__READING PASSAGE__
>>>

Song: Ylang Ylang - FKJ


left Sheffield a month ago. Finally got out of the city. God, it's been such a long time since I last journaled. I don't even know If I have it in me anymore. I'm still going to give it a shot though.


I've been reading a lot, taking notes of little things I do wrong, and sending e-mails to myself. I started going to the gym and playing a lot of video games. I'm falling in love with coffee again after years of not even having a sip. I'm listening to new albums - listening to them as I'm lying on sand and watching kids make sandcastles by the beach - I take the train a lot; it's a place where your phone tiptoes around consciousness and you are compelled to spend time alone with your thoughts in order to figure out what needs to be reorganized or reshaped in your life. On trains, I have had many epiphanies. For me, the most profound insights have come to me while driving through the countryside and gazing out at a golden rapeseed field, reflecting on what I'm leaving behind or what I'm about to approach. I'm supposed to be happy, calm, and ready for next semester.


But it's been a conflicting one. This is the loneliest I've been in such a long time. I spent my early high school years being a lonely kid, but this feels different. Back then, there was a bunch of us. Now everyone seems to have found their place.


For the longest time, I pretended like I was fine with being lonely – probably like the rest of you are still doing- I was very open about it to people. But as I was telling people how I was better off being by myself, there was this vivid moment when I was talking to my former therapist about it. I was telling her, "no, sincerely! I don't mind. I don't want to be friends with these people anyway." (talking about people that I haven't even known for 2 seconds).

<<<

__Dataset excerpts__
>>>

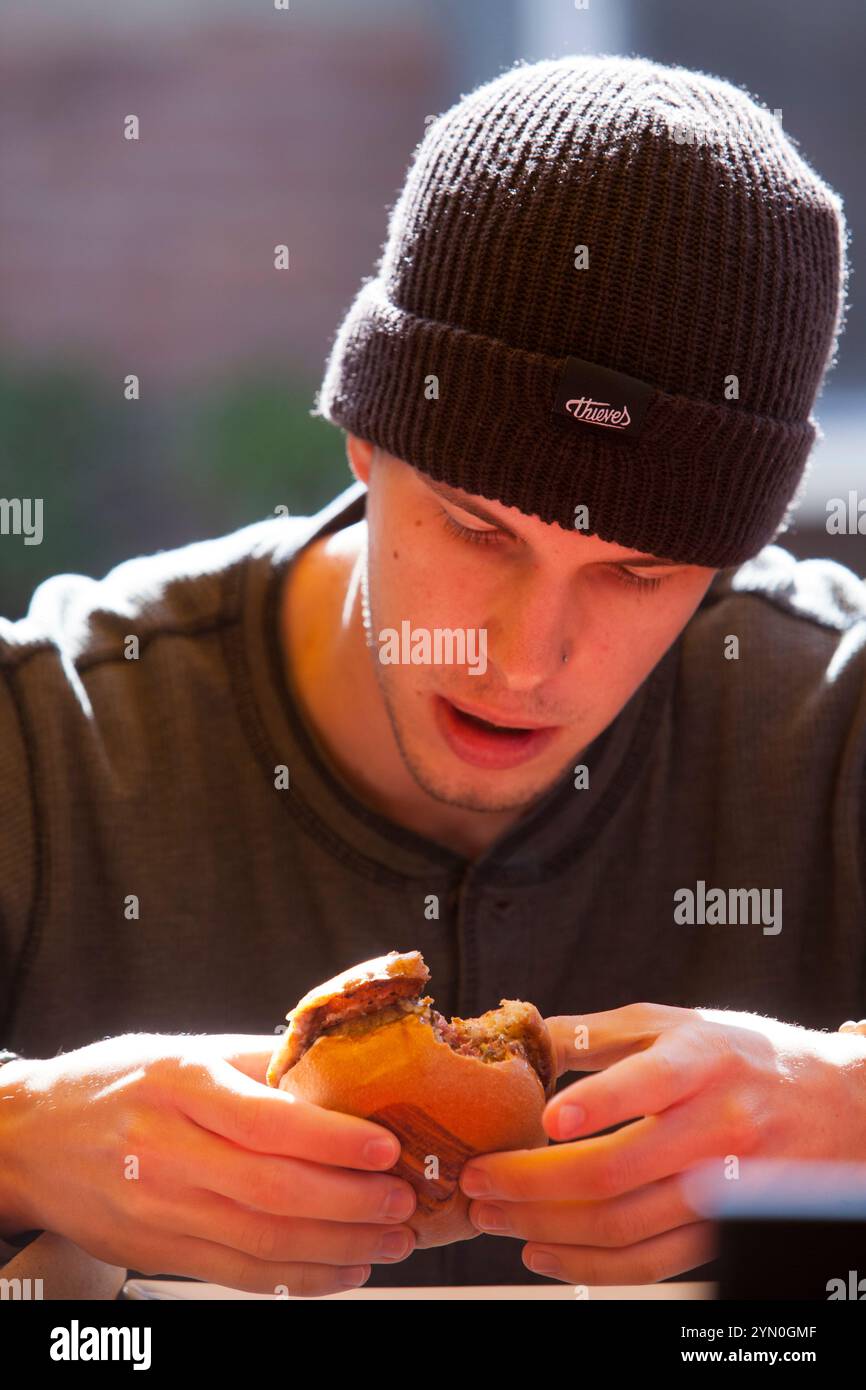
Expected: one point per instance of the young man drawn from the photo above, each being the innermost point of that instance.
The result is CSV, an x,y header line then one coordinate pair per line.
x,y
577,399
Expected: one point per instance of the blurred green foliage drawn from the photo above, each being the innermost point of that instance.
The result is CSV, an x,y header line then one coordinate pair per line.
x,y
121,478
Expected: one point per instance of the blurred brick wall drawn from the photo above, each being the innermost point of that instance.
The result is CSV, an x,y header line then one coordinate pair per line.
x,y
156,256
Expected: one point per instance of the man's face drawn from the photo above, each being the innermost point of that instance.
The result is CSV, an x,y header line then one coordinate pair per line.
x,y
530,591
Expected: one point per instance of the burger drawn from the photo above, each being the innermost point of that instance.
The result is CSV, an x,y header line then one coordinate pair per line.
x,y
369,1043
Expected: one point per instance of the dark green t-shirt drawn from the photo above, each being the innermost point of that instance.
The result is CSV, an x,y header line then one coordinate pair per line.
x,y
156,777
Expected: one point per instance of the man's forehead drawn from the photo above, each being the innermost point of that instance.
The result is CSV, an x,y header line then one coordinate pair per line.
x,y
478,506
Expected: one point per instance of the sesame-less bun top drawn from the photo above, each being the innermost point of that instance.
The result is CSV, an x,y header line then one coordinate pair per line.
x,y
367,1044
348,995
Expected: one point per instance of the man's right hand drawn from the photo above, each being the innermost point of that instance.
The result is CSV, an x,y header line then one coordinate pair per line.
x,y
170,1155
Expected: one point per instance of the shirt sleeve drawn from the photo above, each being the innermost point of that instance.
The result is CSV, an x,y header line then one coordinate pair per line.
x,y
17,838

<<<
>>>

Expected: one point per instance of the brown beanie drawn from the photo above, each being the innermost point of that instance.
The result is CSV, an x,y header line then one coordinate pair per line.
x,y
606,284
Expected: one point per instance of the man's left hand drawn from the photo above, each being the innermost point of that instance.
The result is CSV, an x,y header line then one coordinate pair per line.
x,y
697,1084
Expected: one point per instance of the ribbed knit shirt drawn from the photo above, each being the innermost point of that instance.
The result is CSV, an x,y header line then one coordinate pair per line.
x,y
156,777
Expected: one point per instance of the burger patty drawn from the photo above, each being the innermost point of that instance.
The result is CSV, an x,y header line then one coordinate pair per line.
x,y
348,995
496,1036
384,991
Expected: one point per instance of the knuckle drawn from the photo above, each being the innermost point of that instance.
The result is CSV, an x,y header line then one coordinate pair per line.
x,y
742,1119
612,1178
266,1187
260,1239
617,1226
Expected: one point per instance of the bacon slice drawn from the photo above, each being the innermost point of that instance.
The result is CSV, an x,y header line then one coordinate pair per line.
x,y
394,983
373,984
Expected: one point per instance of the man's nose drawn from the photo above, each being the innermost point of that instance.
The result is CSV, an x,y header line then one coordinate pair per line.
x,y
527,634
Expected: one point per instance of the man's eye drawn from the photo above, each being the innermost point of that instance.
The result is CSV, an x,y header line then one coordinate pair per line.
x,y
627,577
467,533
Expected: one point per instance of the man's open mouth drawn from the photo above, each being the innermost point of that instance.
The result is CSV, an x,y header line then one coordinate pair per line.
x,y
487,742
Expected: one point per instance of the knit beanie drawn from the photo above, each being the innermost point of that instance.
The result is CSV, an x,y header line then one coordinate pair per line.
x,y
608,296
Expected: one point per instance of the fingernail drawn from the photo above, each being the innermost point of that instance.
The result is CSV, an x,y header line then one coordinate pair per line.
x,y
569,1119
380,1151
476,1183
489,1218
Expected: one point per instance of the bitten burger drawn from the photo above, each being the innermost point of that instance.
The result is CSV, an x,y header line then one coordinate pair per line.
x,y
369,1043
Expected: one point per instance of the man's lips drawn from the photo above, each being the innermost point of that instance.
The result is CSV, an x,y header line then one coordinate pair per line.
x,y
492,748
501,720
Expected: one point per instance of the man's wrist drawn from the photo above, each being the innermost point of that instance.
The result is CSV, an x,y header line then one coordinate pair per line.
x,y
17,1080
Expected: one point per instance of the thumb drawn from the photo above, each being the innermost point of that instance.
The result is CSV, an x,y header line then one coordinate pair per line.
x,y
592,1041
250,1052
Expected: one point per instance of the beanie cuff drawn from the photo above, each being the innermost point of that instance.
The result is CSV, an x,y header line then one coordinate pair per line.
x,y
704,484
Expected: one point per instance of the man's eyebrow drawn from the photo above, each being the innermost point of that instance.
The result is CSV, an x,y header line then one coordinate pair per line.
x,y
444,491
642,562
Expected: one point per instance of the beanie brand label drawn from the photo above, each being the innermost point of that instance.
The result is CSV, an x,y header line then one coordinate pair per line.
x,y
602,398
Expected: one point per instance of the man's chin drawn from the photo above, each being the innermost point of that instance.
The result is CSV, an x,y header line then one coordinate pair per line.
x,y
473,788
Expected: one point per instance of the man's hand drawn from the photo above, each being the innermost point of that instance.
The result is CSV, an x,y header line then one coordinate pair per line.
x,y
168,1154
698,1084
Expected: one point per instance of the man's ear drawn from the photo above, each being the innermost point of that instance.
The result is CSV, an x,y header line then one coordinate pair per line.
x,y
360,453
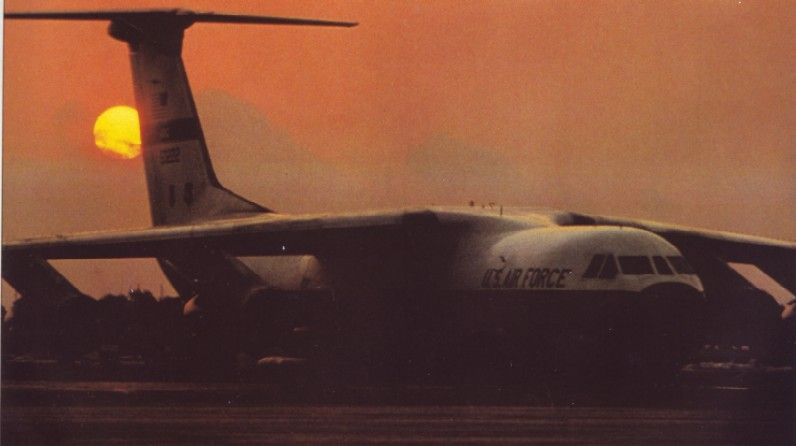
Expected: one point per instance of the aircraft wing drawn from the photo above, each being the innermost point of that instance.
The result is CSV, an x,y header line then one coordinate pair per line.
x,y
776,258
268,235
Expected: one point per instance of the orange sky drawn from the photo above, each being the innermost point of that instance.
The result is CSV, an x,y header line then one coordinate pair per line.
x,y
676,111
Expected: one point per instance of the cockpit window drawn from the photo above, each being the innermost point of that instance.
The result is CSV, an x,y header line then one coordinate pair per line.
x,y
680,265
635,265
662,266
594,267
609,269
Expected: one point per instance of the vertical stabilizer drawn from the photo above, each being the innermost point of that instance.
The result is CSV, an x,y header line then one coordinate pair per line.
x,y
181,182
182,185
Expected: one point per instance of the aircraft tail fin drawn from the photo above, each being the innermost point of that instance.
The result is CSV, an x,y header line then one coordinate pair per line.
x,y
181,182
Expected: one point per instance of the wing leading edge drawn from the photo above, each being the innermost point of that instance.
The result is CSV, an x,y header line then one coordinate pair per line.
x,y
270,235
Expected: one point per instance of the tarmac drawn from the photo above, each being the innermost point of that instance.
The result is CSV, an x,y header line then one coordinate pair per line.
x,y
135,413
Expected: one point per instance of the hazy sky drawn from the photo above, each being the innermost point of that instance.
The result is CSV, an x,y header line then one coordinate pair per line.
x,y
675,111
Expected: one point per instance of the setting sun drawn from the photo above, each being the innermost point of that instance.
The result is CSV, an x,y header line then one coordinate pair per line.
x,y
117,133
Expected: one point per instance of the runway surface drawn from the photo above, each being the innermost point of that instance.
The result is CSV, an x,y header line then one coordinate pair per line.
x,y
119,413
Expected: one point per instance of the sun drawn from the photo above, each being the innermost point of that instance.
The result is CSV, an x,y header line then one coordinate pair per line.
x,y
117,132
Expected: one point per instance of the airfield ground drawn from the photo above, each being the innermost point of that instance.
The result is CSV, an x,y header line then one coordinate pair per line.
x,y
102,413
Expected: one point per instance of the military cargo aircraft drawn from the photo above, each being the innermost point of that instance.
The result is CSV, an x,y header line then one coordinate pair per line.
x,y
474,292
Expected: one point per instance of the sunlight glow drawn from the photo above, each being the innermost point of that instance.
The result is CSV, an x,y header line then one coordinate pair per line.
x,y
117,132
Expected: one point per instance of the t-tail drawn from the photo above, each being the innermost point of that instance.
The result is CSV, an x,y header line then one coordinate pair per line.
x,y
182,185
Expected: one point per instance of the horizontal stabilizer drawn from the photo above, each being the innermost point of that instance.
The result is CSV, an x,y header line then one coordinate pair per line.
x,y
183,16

<<<

__ASSIGNMENT 1__
Reproduce the passage from the journal entry starting at "For the longest" and ending at "for 2 seconds).".
__ASSIGNMENT 2__
List every activity the writer names in the two sentences of the journal entry that begin "I've been reading a lot" and "I started going to the gym."

__RESPONSE AREA 1__
For the longest time, I pretended like I was fine with being lonely – probably like the rest of you are still doing- I was very open about it to people. But as I was telling people how I was better off being by myself, there was this vivid moment when I was talking to my former therapist about it. I was telling her, "no, sincerely! I don't mind. I don't want to be friends with these people anyway." (talking about people that I haven't even known for 2 seconds).

__RESPONSE AREA 2__
- Reading a lot
- Taking notes of little things they do wrong
- Sending e-mails to themselves
- Going to the gym
- Playing a lot of video games